- Problem details -
Exactly the lines from the one containing "the blue sky." through the end of the entries, both ends included, are to be output.

Extracted data entries:
----
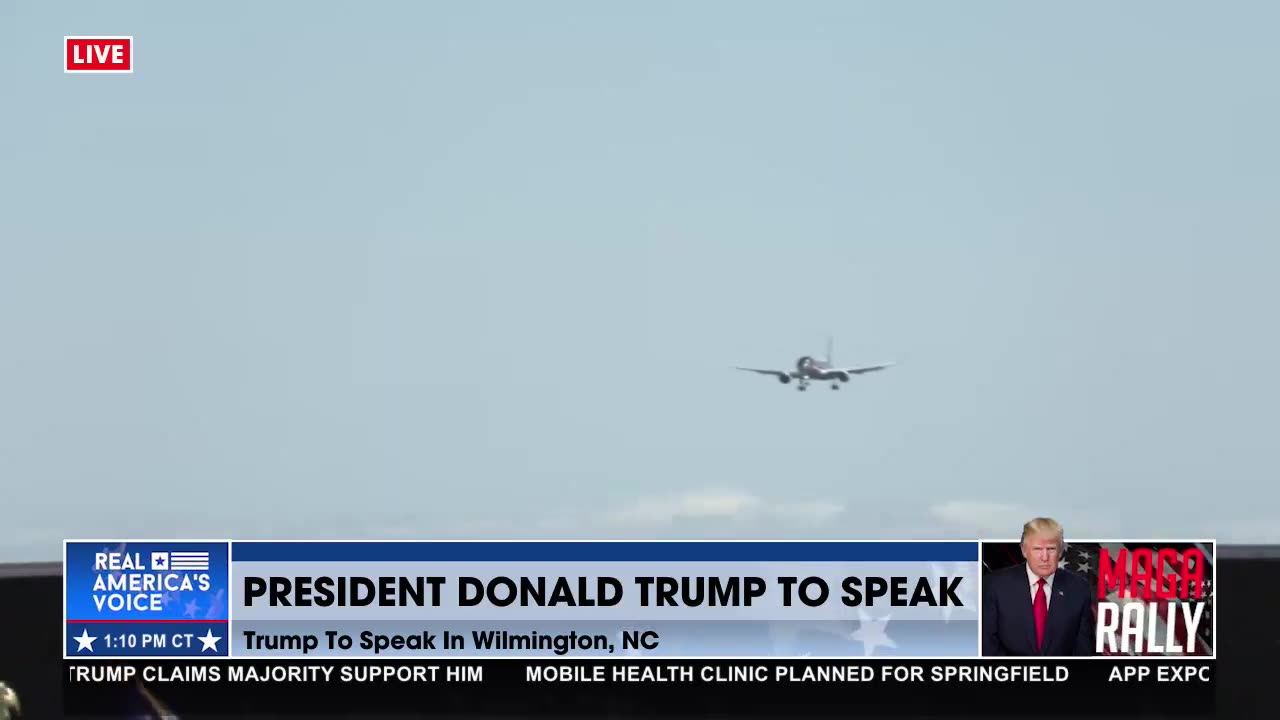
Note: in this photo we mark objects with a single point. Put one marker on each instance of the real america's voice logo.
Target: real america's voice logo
(146, 598)
(97, 54)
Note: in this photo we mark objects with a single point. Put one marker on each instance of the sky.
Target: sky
(485, 269)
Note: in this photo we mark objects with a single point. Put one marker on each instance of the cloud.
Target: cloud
(982, 518)
(718, 505)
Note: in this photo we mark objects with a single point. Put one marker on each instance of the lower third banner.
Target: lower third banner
(639, 688)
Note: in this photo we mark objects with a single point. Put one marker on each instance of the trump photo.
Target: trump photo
(1037, 606)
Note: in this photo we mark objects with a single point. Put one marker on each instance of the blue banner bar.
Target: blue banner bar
(616, 551)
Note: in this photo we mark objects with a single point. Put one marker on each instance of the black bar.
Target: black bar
(1089, 689)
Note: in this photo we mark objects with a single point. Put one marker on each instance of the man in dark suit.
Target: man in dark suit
(1037, 607)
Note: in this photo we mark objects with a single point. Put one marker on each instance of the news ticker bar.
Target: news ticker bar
(690, 598)
(526, 688)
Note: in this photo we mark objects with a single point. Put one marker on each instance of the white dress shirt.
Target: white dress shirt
(1048, 586)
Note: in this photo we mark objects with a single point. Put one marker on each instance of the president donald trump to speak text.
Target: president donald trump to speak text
(1037, 607)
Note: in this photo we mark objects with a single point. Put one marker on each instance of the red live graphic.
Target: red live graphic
(1151, 601)
(83, 54)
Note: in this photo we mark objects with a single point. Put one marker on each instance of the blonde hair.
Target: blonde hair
(1042, 527)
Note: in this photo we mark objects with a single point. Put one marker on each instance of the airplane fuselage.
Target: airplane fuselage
(813, 369)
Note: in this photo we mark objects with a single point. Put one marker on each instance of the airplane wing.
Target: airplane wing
(865, 369)
(775, 373)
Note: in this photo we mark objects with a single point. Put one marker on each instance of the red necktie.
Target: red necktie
(1041, 609)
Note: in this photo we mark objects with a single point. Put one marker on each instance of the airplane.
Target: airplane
(812, 369)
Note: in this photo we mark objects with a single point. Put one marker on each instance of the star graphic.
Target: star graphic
(209, 641)
(85, 641)
(872, 633)
(215, 602)
(964, 591)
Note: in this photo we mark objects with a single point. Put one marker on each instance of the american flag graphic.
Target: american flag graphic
(1083, 559)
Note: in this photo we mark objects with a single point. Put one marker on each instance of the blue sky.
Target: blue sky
(414, 269)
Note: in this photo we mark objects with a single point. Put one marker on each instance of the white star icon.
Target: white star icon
(964, 592)
(85, 641)
(871, 633)
(209, 641)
----
- Solution for this task -
Note: in this photo we mark objects with a single point. Put one marker on each instance of the blue sky.
Target: blue sky
(414, 269)
Note: in this photo we mark objects with a single point. Put one marker on each instance of the white star icon.
Target: white star icon
(964, 592)
(85, 641)
(871, 633)
(209, 641)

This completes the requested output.